■ **Arbeitsauftrag A**: Welche Faustregel nennt der Lesetext zum Customer Lifetime Value für die Akquisekosten bei SaaS?
------ Lesetext ------
Ein wichtiger Baustein für quantitative Geschäftsmodelle ist der Customer Lifetime Value (CLV):
Wieviel Gewinn bringt ein Neukunde über seine gesamte “Lebenszeit”?
In stabilen Geschäftsmodellen bildet der Customer Lifetime Value eine theoretische Obergrenze für alle kundenbezogenen Ausgaben. Die Gewinnung eines Neukunden sollte beispielsweise auf keinen Fall teurer sein als sein CLV. Bei SaaS (Software as a Service) gibt es die Faustregel: Die Akquisekosten sollten 1/3 des CLV nicht überschreiten.
Oft reichen Durchschnittswerte aus, aber man kann das natürlich beliebig verfeinern:
Ich will die Diskussion hier weiter vereinfachen und die Kostenseite ganz außer acht lassen, wir reden also nur über den Umsatz über die gesamte “Lebenszeit” eines Kunden.
Das einfache Modell für Kundenbindung lässt sich manchmal auch hier anwenden: Alle Kunden-Kohorten schmelzen monatlich mit einen festen Prozentsatz (der Abwanderungsrate) ab. Wir legen einen festen Warenkorbwert zugrunde, also ist Umsatz proportional zur Kundenzahl. Im Mai 2019 haben wir mit der Kohorte von Neukunden noch 100% Umsatz gemacht, einen Monat später verlieren wir vielleicht 40% der Kunden, haben also auch nur noch 60% des Umsatzes, und so weiter.
Es gilt genau dieselbe Argumentation wie beim Abwanderungsverhalten:
Gesamtumsatz = Warenkorbwert * (1 / Abwanderungsrate)
In unserem Beispiel war die Abwanderungsrate 40%, also ist der Gesamtumsatz (Customer Lifetime Value) gleich 2,5 * Warenkorbwert. Für jeden Euro an Umsatz mit Neukunden diesen Monat können wir entsprechend noch weitere 1,50€ Umsatz in der Zukunft erwarten. Im Observable Notebook ist so eine Beispielrechnung schon enthalten. (Man müsste zukünftige Umsätze noch abzinsen, um Zahlungsströme über verschiedene Zeiträume vergleichbar zu machen)
------ Rohdaten ------
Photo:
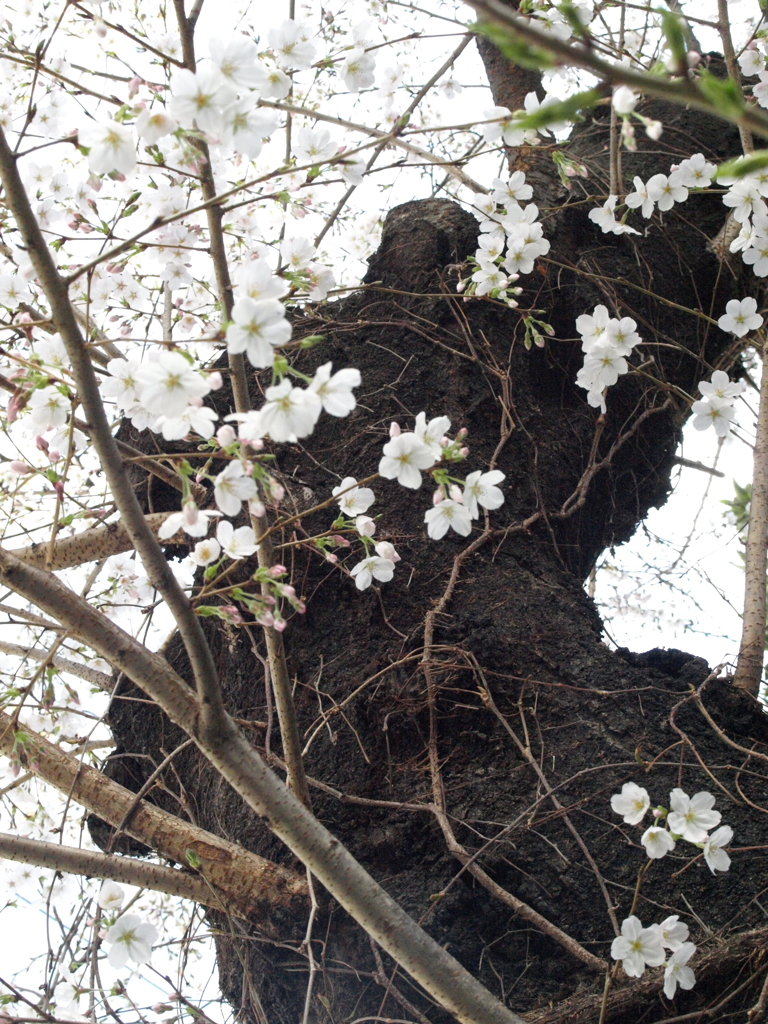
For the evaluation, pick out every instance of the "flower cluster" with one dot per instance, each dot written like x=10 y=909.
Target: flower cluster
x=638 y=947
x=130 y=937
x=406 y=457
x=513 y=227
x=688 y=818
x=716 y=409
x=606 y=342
------
------ Rohdaten ------
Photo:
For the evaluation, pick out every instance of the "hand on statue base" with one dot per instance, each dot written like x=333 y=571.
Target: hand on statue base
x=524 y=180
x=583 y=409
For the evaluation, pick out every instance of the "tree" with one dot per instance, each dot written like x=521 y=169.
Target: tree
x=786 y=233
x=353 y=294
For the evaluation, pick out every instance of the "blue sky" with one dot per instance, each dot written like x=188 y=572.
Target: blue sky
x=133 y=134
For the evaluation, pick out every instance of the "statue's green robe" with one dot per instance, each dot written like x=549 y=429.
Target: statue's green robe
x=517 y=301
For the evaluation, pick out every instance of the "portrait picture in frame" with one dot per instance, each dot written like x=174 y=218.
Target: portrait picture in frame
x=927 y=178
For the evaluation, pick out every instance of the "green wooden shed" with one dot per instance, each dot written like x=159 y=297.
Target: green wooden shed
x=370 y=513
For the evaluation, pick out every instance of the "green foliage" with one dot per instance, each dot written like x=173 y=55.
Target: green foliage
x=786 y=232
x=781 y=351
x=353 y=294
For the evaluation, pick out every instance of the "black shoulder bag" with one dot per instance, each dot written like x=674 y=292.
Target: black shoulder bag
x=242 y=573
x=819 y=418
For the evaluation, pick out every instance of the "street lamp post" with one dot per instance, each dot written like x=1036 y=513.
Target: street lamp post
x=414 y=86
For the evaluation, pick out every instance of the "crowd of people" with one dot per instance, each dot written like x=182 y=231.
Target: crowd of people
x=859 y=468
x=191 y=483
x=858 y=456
------
■ **Arbeitsauftrag B**: Gib die Einträge von der Zeile mit "like x=188 y=572." bis einschließlich der Zeile mit "x=819 y=418" erneut aus und tausche dabei "Target" gegen "Object". Alles andere bleibt unverändert.

■ **Lösung A**: Die Akquisekosten sollten 1/3 des CLV nicht überschreiten.

■ **Lösung B**:
For the evaluation, pick out every instance of the "blue sky" with one dot per instance, each dot written like x=188 y=572.
Object: blue sky
x=133 y=134
For the evaluation, pick out every instance of the "statue's green robe" with one dot per instance, each dot written like x=549 y=429.
Object: statue's green robe
x=517 y=301
For the evaluation, pick out every instance of the "portrait picture in frame" with one dot per instance, each dot written like x=174 y=218.
Object: portrait picture in frame
x=927 y=178
For the evaluation, pick out every instance of the "green wooden shed" with one dot per instance, each dot written like x=159 y=297.
Object: green wooden shed
x=370 y=513
For the evaluation, pick out every instance of the "green foliage" with one dot per instance, each dot written like x=173 y=55.
Object: green foliage
x=786 y=232
x=781 y=351
x=353 y=294
For the evaluation, pick out every instance of the "black shoulder bag" with one dot per instance, each dot written like x=674 y=292.
Object: black shoulder bag
x=242 y=573
x=819 y=418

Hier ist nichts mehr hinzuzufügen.